Exercise aim: Every line below should be repeated exactly.

Information shown:
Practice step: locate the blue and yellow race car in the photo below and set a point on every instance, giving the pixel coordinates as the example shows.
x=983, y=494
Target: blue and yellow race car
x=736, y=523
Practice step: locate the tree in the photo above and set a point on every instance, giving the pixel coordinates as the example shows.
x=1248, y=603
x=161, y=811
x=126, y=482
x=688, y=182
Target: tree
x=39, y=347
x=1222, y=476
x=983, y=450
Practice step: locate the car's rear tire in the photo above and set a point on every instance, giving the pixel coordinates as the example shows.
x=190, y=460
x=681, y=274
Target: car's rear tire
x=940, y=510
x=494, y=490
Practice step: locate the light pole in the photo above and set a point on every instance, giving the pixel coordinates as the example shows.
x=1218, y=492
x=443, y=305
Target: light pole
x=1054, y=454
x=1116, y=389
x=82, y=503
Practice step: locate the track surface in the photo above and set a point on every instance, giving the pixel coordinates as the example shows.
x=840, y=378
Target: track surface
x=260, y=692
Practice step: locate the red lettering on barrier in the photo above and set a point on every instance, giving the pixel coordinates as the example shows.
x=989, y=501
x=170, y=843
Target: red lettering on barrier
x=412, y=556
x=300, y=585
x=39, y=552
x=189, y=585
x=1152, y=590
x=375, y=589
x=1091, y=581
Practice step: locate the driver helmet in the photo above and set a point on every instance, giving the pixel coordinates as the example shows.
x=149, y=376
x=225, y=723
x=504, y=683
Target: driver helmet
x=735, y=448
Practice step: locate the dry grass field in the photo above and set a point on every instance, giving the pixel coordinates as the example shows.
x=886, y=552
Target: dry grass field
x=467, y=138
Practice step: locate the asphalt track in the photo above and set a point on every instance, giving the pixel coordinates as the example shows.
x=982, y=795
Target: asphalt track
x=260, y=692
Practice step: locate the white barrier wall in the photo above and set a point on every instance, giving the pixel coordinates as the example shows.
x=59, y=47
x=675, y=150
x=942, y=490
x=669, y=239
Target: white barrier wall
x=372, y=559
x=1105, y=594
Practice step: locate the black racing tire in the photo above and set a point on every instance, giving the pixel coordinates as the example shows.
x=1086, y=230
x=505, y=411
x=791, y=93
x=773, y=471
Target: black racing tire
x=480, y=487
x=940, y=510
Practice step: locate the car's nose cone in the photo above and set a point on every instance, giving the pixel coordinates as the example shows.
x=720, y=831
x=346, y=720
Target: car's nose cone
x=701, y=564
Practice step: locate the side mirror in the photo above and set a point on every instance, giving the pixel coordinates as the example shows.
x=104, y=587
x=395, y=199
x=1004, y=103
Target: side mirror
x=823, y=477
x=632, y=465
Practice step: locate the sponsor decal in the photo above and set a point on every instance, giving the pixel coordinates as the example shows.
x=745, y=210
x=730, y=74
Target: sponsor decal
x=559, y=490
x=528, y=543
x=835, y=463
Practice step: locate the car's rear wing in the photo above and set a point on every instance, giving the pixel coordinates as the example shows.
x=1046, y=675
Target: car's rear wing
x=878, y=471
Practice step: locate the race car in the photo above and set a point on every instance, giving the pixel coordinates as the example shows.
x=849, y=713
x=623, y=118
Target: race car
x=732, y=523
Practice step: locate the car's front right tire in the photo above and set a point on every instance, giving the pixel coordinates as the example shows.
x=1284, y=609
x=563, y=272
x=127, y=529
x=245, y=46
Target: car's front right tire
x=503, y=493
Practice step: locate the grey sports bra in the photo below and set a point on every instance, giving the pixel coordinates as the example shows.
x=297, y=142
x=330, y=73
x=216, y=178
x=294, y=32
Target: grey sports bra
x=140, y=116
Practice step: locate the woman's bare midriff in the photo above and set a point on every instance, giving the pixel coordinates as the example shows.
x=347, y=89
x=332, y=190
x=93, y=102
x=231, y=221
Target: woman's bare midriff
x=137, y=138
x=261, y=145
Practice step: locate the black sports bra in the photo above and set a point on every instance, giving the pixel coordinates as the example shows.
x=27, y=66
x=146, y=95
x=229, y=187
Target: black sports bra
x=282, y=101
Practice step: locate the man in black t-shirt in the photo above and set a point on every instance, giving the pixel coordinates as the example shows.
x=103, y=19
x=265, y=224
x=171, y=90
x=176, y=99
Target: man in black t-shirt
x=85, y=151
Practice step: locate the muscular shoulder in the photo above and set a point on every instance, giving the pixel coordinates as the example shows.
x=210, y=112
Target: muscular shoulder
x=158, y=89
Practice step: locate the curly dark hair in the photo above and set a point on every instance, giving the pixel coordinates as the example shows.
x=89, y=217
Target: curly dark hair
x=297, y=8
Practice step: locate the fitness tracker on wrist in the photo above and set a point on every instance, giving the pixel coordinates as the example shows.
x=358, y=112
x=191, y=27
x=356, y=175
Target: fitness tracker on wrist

Answer to the problem:
Practice step: locate the blue and yellow race car in the photo below and set a point on every instance, giving the pixel coordinates as the example shows.
x=983, y=494
Target: blue and yellow race car
x=736, y=523
Practice step: locate the tree in the photo above and set a point on every instance, giving the pixel coordinates as the example shows.
x=1248, y=603
x=161, y=811
x=126, y=482
x=688, y=182
Target: tree
x=39, y=347
x=1222, y=476
x=983, y=450
Practice step: locate the car's rear tire in the photo above and set a point on every instance, giving the pixel coordinates as the example shows.
x=190, y=460
x=681, y=274
Target: car's rear tire
x=940, y=510
x=494, y=490
Practice step: locate the light pole in the photo above and set a point on every instance, giving the pixel coordinates as the example shows.
x=1218, y=492
x=443, y=305
Target: light pole
x=1054, y=454
x=1116, y=389
x=82, y=503
Practice step: locate the track surface in the photo above and set a point on every instance, giving the pixel coordinates as the example shows.
x=840, y=378
Target: track surface
x=260, y=692
Practice step: locate the red lettering on barrier in the photo above and set a point on every instance, giving the pixel coordinates as the example shows.
x=989, y=501
x=170, y=843
Target: red lettering on barrier
x=412, y=556
x=300, y=585
x=39, y=552
x=189, y=585
x=1152, y=590
x=375, y=589
x=1091, y=581
Practice step: locate the driver helmet in the photo above and set a point on every instance, giving the pixel coordinates as the example shows.
x=149, y=376
x=225, y=723
x=504, y=683
Target: driver helmet
x=735, y=448
Practice step: locate the dry grass field in the photo above and set a point on every instance, giving the pixel coordinates as the example shows.
x=886, y=552
Target: dry grass field
x=467, y=138
Practice step: locate the asphalt track in the photo above and set a point on every instance, giving the pixel coordinates as the example shows.
x=982, y=795
Target: asphalt track
x=260, y=692
Practice step: locate the white barrier wall in the photo above and set a point on every instance, giving the pixel coordinates as the example shows.
x=59, y=47
x=675, y=150
x=942, y=490
x=669, y=239
Target: white barrier wall
x=372, y=559
x=1105, y=594
Practice step: locate the black racing tire in the photo above and set a point on every instance, giving the pixel coordinates as the example shows.
x=1086, y=230
x=505, y=411
x=791, y=93
x=773, y=471
Target: black racing tire
x=480, y=487
x=940, y=510
Practice step: locate the car's nose cone in the photo above and set a point on every instance, giving the pixel coordinates as the example shows.
x=720, y=831
x=346, y=720
Target: car's nose cone
x=701, y=564
Practice step: locate the side mirror in the photo above and set a point on every instance, giving the pixel coordinates as the example shows.
x=104, y=587
x=395, y=199
x=1004, y=103
Target: side mirror
x=823, y=477
x=632, y=465
Practice step: locate the sponsor decal in the photo above and set a point on every instance, giving the pixel coordinates as the example shows.
x=745, y=210
x=730, y=74
Target: sponsor decal
x=559, y=490
x=528, y=543
x=835, y=463
Practice step: locate the car's rear wing in the photo above and set a point on every instance, giving the pixel coordinates as the example shows.
x=1046, y=675
Target: car's rear wing
x=878, y=471
Practice step: locate the race car in the photo above and set a point on every instance, giving the pixel coordinates as the example shows.
x=849, y=713
x=623, y=118
Target: race car
x=732, y=523
Practice step: locate the car's front right tire in the photo above and set a point on every instance, giving the pixel coordinates as the example shows.
x=1284, y=609
x=563, y=272
x=127, y=529
x=245, y=46
Target: car's front right tire
x=503, y=493
Practice step: locate the grey sports bra in the photo below and set a point on every instance, giving the pixel coordinates as the example shows.
x=297, y=142
x=330, y=73
x=216, y=178
x=294, y=32
Target: grey sports bra
x=140, y=116
Practice step: locate the woman's bare midriff in the photo above and set a point on every instance, giving the pixel coordinates as the example shows.
x=347, y=89
x=332, y=190
x=93, y=102
x=231, y=221
Target: woman's bare midriff
x=137, y=138
x=261, y=145
Practice step: locate the black sports bra in the photo above and set a point on every instance, giving the pixel coordinates as the example shows.
x=27, y=66
x=146, y=95
x=229, y=187
Target: black sports bra
x=282, y=101
Practice step: locate the man in black t-shirt in the photo above and set a point on every instance, giving the pixel coordinates as the example shows.
x=103, y=19
x=265, y=224
x=171, y=90
x=176, y=99
Target: man in black t-shirt
x=85, y=151
Practice step: locate the muscular shoulder in the photo above and set a point on every instance, giving the pixel coordinates as the example shows.
x=210, y=112
Target: muscular shoulder
x=158, y=89
Practice step: locate the curly dark hair in the photo above and set a point on every instance, giving the pixel coordinates as the example shows.
x=89, y=217
Target: curly dark hair
x=297, y=8
Practice step: locate the fitness tracker on wrist in the photo above and set a point on every instance, giving the pixel coordinates as the example shows.
x=358, y=112
x=191, y=27
x=356, y=175
Target: fitness tracker on wrist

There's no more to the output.